#### EXERCISE INSTRUCTIONS
For each line of the data below, test for "from". Report only the number of lines that pass.

#### MATERIAL SUPPLIED

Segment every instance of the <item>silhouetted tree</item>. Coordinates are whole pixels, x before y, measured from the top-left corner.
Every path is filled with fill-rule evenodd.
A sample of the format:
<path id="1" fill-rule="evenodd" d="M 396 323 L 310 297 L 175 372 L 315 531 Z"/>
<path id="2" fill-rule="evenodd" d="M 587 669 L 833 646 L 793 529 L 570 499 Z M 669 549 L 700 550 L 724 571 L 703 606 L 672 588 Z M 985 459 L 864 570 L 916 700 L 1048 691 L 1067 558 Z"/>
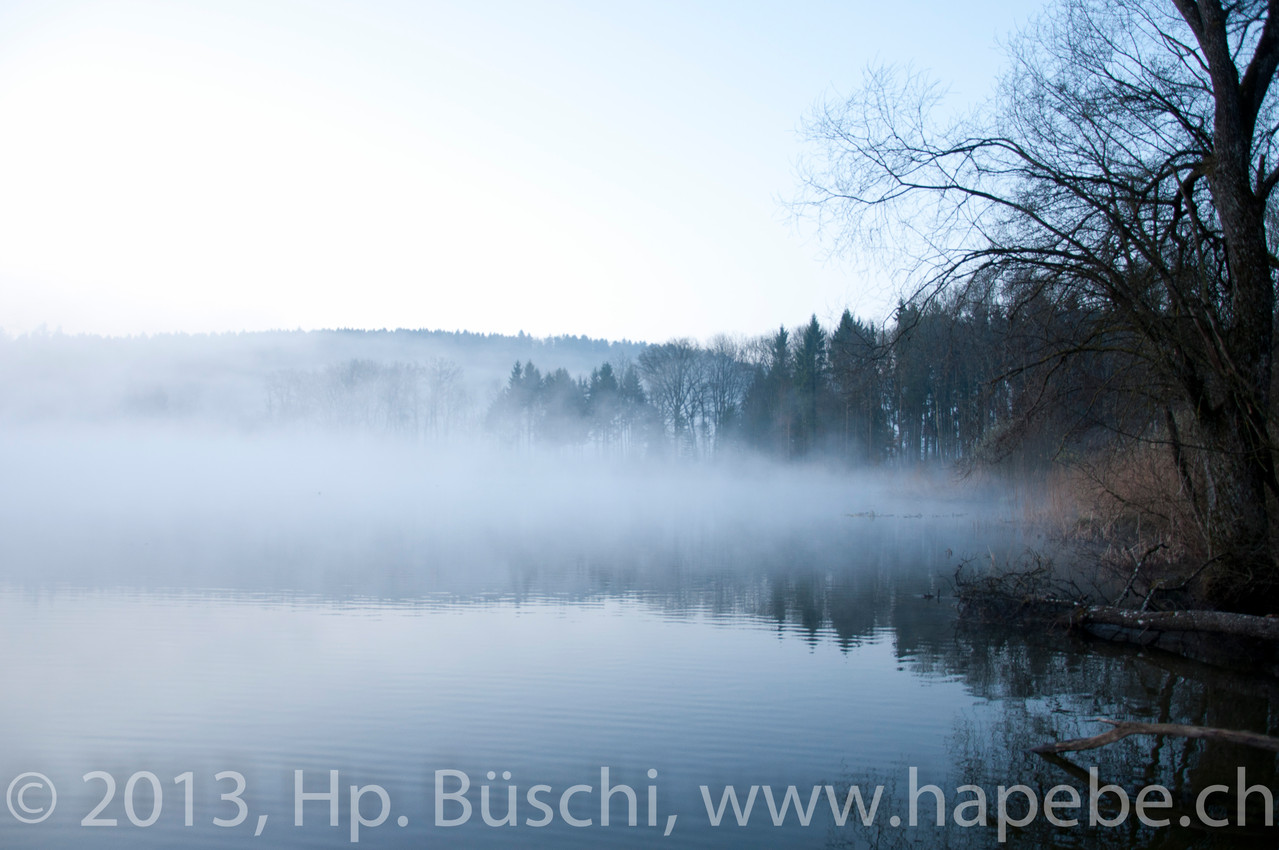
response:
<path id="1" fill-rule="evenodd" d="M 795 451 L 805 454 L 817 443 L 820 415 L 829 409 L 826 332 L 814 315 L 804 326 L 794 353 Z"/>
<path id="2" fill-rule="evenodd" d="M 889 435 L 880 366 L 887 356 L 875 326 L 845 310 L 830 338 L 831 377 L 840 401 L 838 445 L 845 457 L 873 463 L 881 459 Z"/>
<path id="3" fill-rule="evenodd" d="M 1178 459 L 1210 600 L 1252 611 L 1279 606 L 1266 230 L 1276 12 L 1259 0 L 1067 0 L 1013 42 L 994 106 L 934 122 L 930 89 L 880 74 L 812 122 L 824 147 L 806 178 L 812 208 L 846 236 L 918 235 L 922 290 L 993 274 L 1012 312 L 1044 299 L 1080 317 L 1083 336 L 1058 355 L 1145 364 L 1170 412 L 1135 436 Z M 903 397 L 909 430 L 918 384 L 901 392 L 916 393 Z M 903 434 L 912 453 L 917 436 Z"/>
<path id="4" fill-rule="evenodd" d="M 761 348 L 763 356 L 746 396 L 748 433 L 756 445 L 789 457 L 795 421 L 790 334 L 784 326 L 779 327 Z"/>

########
#### MATERIAL SUPPLIED

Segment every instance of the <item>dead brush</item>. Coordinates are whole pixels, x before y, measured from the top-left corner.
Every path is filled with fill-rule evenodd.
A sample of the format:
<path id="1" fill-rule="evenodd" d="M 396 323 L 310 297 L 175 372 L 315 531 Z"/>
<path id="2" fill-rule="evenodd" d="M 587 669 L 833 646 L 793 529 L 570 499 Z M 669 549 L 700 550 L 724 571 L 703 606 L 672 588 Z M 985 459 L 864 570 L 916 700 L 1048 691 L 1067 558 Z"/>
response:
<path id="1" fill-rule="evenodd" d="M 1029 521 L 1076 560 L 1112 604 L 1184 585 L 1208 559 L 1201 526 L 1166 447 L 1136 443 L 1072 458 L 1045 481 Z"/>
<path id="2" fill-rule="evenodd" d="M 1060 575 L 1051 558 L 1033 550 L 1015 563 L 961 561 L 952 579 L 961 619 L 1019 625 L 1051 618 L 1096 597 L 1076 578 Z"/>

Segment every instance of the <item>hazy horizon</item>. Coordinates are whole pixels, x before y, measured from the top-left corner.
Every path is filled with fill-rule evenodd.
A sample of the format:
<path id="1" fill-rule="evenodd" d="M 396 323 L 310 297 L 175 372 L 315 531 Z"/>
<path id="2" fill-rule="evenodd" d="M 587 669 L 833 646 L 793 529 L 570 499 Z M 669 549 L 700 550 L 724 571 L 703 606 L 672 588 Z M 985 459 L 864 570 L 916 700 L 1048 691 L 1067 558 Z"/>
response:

########

#### EXERCISE SOLUTION
3